------ Text excerpt ------

José Lloréns Echevarría (1843 – 8 July 1920) was Mayor of Ponce, Puerto Rico, for three days, from 8 November 1898 to 10 November 1898.

Early years
Lloréns Echevarría was the son of José Lloréns Robles and Severiana Echevarría Quintero. He was director of the paper El Autonomista.

Mayoral term
Due to the American Government centralizing the insular government in San Juan after the invasion of the Island, the American military governor of Puerto Rico at the time, Major General Guy Vernon Henry, not trusting his loyalty to the new American government in Puerto Rico, removed Lloréns Echevarría as mayor of Ponce and installed Luis Porrata Doria on 11 November 1898.

------

▶ [What this task involves]: Decide whether each statement agrees with the biography of José Lloréns Echevarría, answering yes or no and quoting the deciding words: (a) He directed the paper El Autonomista. (b) He served as Mayor of Ponce for three weeks. (c) Luis Porrata Doria became mayor on 11 November 1898.

------ Supplied material ------

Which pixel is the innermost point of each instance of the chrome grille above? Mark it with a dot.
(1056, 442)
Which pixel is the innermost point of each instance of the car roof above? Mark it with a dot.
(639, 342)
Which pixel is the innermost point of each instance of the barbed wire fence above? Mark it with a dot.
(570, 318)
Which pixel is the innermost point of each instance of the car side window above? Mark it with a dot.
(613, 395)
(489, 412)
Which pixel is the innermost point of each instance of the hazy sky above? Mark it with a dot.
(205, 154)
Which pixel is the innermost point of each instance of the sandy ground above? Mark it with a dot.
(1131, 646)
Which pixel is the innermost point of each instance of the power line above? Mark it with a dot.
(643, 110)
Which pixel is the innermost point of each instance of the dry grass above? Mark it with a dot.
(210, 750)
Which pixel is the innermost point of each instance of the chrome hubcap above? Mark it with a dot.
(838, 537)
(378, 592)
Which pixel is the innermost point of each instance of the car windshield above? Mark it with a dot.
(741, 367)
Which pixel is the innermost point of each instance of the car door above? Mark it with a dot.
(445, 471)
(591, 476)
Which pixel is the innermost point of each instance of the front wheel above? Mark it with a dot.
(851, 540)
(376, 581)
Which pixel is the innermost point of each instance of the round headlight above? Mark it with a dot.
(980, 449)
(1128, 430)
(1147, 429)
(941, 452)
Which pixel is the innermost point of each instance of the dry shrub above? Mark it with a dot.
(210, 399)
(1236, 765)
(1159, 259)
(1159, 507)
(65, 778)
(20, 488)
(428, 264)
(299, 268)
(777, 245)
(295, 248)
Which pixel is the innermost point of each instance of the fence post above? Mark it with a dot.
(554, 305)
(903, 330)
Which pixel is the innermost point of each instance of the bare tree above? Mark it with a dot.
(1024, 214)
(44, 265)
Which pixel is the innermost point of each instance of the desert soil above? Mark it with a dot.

------

▶ [Exercise result]:
(a) Yes: "He was director of the paper El Autonomista."
(b) No: "for three days, from 8 November 1898 to 10 November 1898"
(c) Yes: "installed Luis Porrata Doria on 11 November 1898"